**Aim of the task:** Transcribe the records underneath word for word, and leave no line out.

*** Opening of Data shown ***

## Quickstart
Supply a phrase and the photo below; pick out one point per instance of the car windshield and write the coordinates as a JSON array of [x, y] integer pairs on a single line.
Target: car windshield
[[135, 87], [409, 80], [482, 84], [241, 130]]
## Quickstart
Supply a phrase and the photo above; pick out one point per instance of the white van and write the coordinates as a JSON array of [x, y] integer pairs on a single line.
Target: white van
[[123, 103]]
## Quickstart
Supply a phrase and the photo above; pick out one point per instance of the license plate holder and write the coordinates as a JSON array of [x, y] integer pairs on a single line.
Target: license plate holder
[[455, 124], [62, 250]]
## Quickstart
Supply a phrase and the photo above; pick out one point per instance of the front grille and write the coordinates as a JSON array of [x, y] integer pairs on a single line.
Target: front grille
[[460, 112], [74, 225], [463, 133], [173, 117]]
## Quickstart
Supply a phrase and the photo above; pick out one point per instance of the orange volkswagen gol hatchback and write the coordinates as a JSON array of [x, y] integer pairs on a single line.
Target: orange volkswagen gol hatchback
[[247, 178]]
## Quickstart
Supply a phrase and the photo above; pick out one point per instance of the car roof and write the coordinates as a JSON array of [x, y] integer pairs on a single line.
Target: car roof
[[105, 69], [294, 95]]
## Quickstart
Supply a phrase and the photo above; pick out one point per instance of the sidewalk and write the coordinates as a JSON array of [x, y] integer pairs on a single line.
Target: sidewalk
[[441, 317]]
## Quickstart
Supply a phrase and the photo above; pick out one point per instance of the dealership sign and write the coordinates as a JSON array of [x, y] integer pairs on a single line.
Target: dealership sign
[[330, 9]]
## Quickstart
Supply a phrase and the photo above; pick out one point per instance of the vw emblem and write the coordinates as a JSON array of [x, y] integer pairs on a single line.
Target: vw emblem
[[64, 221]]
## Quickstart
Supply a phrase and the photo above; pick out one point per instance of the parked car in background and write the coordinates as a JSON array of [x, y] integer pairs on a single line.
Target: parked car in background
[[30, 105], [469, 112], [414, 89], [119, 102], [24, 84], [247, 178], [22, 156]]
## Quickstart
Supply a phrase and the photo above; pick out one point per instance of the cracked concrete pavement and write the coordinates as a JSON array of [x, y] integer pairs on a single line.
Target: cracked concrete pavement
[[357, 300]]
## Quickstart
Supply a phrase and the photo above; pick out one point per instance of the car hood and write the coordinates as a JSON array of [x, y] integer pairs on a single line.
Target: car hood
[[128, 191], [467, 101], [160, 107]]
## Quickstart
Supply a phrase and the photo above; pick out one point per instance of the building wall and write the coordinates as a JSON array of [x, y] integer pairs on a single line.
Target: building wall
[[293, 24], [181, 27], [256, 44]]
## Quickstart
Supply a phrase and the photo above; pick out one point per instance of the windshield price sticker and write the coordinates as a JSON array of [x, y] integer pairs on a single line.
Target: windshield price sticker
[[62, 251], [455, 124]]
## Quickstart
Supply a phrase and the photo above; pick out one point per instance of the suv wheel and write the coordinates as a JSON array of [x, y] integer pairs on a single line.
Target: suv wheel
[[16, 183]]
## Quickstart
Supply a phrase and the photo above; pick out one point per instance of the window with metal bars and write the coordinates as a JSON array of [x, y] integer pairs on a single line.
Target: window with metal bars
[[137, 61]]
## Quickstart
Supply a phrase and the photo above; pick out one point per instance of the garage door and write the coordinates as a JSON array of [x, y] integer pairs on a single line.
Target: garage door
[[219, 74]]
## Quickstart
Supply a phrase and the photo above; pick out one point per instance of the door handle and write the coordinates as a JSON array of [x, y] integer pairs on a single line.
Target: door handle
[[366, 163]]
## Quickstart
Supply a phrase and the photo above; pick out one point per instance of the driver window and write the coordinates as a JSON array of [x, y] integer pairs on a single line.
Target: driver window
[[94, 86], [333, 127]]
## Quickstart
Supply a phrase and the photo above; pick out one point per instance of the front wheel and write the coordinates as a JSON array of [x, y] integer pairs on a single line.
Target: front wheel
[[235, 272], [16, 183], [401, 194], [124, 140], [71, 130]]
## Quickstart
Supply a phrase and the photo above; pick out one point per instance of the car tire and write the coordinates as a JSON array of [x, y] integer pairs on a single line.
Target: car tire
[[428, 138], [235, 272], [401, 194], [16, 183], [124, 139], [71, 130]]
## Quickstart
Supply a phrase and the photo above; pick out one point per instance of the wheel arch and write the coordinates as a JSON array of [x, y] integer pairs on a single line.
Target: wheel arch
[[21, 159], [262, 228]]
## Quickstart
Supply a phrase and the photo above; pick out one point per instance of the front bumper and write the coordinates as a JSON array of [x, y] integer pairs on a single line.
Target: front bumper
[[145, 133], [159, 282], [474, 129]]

*** Close of Data shown ***

**Result of the task:**
## Quickstart
Supply a phrase and the photo below; pick out one point per instance of the car windshield and write the coordinates as a JSON array of [x, y] integer pairs on a single line.
Target: car windshield
[[135, 87], [409, 80], [482, 84], [241, 130]]
## Quickstart
Supply a phrase and the photo above; pick out one point per instance of the white van and write the coordinates as a JSON array of [x, y] integer pairs on a single line.
Target: white van
[[123, 103]]
## Quickstart
Supply a phrase and the photo above; pick out one point per instance of the license plate holder and write the coordinates as a JSON array of [x, y] integer pairs on a single line.
Target: license plate holder
[[455, 124], [62, 250]]
## Quickstart
Supply a phrase and the photo above; pick out one point per instance of the front grille and write the coordinates as a JSON array of [x, y] integer pairs on a single line.
Target: front grille
[[460, 112], [74, 225], [463, 133], [173, 117]]
## Quickstart
Supply a phrase and the photo above; pick out one point per instance of the orange volkswagen gol hatchback and write the coordinates as a JSON array of [x, y] integer pairs on a single line.
Target: orange volkswagen gol hatchback
[[247, 178]]
## Quickstart
Supply a phrase and the photo above; pick out one point per instance of the car roof and write the coordinates as a JSON array of [x, y] integer pairs on a single line.
Target: car roof
[[105, 69], [294, 95]]
## Quickstart
Supply a phrase and the photo above; pick out one point per instance of the sidewalk and write the coordinates as a JSON array of [x, y] integer pairs on a single line.
Target: sidewalk
[[441, 317]]
## Quickstart
Supply a phrase and the photo above; pick out one point per instance of the dealership sign and write the coordinates as a JSON array of [x, y] integer pairs on a single line.
Target: dealership sign
[[330, 9]]
## Quickstart
Supply a phrase and the photo above; pick out one point per instance of the vw emblem and write the coordinates as a JSON array of [x, y] integer pairs on a single line.
Target: vw emblem
[[64, 221]]
## Quickstart
Supply a phrase and the photo above; pick out one point per instance of the parked car in background and write the coordinates as a JSON array of [x, y] integer pairs on a single line.
Target: parked car in background
[[30, 105], [469, 112], [414, 89], [119, 102], [24, 84], [247, 178], [22, 156]]
## Quickstart
Supply a phrase and the photo above; pick out one point per instance of the cracked concrete pavement and write the coordinates as a JSON array of [x, y] integer pairs on a single line.
Target: cracked concrete pavement
[[357, 300]]
## Quickstart
Supply a phrase and the photo above; pick out one point per instance of the car hood and write the coordinates as a JSON array of [x, y] integer pairs on a single line.
Target: car hood
[[128, 191], [467, 101], [160, 107]]
## Quickstart
Supply a phrase and the photo above; pick out one point per instance of the building wall and write the coordinates as a JSON array of [x, y] integer pairs on a single line.
Target: building wall
[[293, 24], [181, 27], [256, 44]]
## Quickstart
Supply a phrase and the photo above; pick out one point per instance of the windshield price sticker and write the coordinates as a JSON array of [x, y] integer pairs on a single line.
Target: windshield price sticker
[[62, 251], [455, 124]]
## Quickstart
Supply a phrase and the photo above; pick out one point per instance of the suv wheel and write the coordinates as a JSON array of [x, y] integer pairs on a single line.
Target: suv wheel
[[16, 183]]
## Quickstart
Supply a phrase and the photo above; pick out one point per instance of the window with metal bars and write the coordinates as a JSON array of [x, y] integer pairs on a single line.
Target: window with metal bars
[[137, 61]]
## Quickstart
Supply a phrase and the photo above; pick out one point per instance of the garage door and write the coordinates as a JSON array of [x, y] integer pairs on a single line.
Target: garage door
[[219, 74]]
## Quickstart
Supply a phrase and the photo above; pick out one point per instance of the door handle and write the coordinates as a JSON array of [x, y] integer pairs on a single line.
Target: door handle
[[366, 163]]
## Quickstart
Supply a phrase and the photo above; pick out one point per instance of the driver window and write the coordinates as a JSON array of [x, y] integer pairs on a single line.
Target: driver window
[[94, 86], [333, 127]]
## Quickstart
Supply a phrase and the photo above; pick out one point per instance of the front wheel and write the coordinates as a JSON array of [x, y] integer pairs on a single line.
Target: front wheel
[[235, 272], [16, 183], [401, 194], [124, 140], [71, 130]]
## Quickstart
Supply a phrase and the photo above; pick out one point per instance of the car tire and write the coordinates as a JSON array of [x, y] integer pairs on a single line.
Target: car tire
[[428, 138], [235, 272], [401, 194], [16, 183], [124, 139], [71, 130]]
## Quickstart
Supply a phrase and the photo above; pick out one point per instance of the wheel arch and write the coordinates as a JSON array of [x, y] integer pairs on a single line.
Target: wheel arch
[[21, 159], [262, 228]]
## Quickstart
Supply a phrase and the photo above; pick out one point per instance of the front bumper and write the coordinates as a JSON array of [x, y] integer pairs on a single line.
Target: front bumper
[[145, 133], [159, 282], [474, 129]]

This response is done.